→ **OPIS ZADANIA**:
Proszę przepisać bez żadnych zmian wiersze zamieszczone poniżej, od pierwszego aż do wiersza zawierającego „<point>338,328</point>” włącznie, i żadnych innych.

→ **PRZEKAZANE WIERSZE**:
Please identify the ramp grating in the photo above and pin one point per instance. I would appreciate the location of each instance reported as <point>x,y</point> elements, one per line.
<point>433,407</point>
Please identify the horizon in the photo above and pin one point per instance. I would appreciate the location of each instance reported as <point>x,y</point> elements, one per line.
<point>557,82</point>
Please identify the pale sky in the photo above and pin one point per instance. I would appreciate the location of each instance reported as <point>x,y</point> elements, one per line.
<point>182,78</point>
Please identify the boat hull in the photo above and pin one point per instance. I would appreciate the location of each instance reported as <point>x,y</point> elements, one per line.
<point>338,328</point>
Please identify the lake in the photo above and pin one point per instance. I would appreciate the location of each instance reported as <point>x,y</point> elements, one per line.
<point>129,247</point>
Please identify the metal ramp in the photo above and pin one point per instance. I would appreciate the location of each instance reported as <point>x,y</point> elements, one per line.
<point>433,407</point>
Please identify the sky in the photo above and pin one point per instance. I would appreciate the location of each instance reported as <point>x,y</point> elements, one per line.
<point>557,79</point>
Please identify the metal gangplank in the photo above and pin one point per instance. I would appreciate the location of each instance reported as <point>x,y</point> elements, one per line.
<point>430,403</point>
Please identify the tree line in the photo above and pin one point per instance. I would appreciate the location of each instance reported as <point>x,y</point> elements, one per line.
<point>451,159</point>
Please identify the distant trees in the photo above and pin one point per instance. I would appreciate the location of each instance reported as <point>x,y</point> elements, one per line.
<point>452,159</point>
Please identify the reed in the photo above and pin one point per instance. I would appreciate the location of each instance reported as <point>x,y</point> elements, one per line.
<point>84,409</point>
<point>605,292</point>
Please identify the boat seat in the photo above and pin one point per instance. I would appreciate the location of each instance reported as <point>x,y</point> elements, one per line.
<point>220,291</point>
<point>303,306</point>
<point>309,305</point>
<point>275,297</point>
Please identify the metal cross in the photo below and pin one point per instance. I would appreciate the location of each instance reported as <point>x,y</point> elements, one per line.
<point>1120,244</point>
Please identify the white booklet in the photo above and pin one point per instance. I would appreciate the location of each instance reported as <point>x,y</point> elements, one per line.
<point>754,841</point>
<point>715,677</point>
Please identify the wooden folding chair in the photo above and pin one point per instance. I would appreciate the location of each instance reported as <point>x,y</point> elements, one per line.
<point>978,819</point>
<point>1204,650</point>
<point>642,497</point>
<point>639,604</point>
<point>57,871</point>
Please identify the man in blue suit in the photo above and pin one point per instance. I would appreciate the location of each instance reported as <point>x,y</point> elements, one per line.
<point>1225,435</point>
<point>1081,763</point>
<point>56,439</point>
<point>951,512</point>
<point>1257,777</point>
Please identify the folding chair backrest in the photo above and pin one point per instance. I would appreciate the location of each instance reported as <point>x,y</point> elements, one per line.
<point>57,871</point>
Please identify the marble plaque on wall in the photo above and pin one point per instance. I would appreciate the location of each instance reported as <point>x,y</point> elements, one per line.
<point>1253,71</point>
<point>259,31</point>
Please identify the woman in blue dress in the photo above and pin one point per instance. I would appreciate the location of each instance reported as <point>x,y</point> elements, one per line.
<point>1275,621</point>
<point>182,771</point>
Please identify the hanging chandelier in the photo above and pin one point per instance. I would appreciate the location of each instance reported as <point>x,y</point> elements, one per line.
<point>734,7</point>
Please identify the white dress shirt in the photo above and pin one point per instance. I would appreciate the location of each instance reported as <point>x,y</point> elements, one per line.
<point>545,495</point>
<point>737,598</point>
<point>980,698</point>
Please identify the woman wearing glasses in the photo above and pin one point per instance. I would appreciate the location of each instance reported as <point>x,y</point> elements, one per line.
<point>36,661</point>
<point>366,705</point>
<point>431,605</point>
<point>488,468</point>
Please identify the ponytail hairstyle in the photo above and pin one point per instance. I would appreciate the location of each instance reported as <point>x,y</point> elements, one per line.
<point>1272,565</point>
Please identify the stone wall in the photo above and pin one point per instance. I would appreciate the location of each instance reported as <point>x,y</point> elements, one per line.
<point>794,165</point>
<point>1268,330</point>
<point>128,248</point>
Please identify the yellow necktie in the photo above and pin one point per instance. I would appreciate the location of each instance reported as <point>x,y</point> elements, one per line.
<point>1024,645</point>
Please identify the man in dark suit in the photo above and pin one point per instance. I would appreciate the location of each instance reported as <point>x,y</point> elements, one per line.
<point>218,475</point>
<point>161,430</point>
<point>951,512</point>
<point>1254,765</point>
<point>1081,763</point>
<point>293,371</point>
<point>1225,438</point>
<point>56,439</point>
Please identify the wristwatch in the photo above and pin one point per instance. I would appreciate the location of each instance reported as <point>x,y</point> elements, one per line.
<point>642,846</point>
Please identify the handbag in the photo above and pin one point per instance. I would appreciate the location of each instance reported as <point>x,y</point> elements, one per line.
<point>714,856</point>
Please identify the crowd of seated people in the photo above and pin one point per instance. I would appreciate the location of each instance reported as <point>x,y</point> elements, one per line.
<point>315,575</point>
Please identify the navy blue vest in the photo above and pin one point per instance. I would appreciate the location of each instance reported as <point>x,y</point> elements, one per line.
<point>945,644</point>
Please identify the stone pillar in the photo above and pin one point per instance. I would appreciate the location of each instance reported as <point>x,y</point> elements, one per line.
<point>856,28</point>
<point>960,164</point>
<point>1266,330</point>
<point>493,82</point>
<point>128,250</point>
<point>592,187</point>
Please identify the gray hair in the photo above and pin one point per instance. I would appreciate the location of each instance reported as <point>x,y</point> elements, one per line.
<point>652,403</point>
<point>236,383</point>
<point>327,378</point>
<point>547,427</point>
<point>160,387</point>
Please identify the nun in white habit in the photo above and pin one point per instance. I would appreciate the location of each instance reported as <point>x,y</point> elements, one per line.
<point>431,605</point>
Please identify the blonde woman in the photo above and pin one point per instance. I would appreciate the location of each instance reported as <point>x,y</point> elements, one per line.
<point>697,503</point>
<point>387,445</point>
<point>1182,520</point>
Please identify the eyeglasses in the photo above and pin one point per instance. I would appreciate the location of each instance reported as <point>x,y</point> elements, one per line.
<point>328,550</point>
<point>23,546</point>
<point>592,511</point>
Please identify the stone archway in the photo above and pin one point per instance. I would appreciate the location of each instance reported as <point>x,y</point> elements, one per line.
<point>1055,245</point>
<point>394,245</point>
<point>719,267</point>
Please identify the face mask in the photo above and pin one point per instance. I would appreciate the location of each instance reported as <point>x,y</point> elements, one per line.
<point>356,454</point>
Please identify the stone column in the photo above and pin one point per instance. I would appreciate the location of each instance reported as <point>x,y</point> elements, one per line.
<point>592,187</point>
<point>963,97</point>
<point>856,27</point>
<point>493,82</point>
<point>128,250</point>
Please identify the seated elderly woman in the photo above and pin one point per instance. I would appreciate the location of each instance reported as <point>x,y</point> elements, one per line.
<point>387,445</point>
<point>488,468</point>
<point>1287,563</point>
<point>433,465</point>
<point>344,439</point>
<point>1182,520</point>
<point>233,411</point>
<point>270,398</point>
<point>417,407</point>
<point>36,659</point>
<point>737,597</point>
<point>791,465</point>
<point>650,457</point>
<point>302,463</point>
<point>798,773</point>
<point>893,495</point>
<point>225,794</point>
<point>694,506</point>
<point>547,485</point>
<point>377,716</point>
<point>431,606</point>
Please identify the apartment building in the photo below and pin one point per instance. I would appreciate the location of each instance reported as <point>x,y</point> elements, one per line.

→ **ROZWIĄZANIE ZADANIA**:
Please identify the ramp grating in the photo above and pin one point per instance. I would appreciate the location of each instance reported as <point>x,y</point> elements, one per line.
<point>433,407</point>
Please identify the horizon in the photo above and pin one point per instance. I would appreciate the location of each instance reported as <point>x,y</point> elements, one per line.
<point>557,82</point>
Please identify the pale sky in the photo above and pin one point per instance. I would appreciate the location of each instance reported as <point>x,y</point> elements, one per line.
<point>182,78</point>
Please identify the boat hull in the photo above and pin one point per instance. I would appreciate the location of each instance reported as <point>x,y</point> elements, one per line.
<point>338,328</point>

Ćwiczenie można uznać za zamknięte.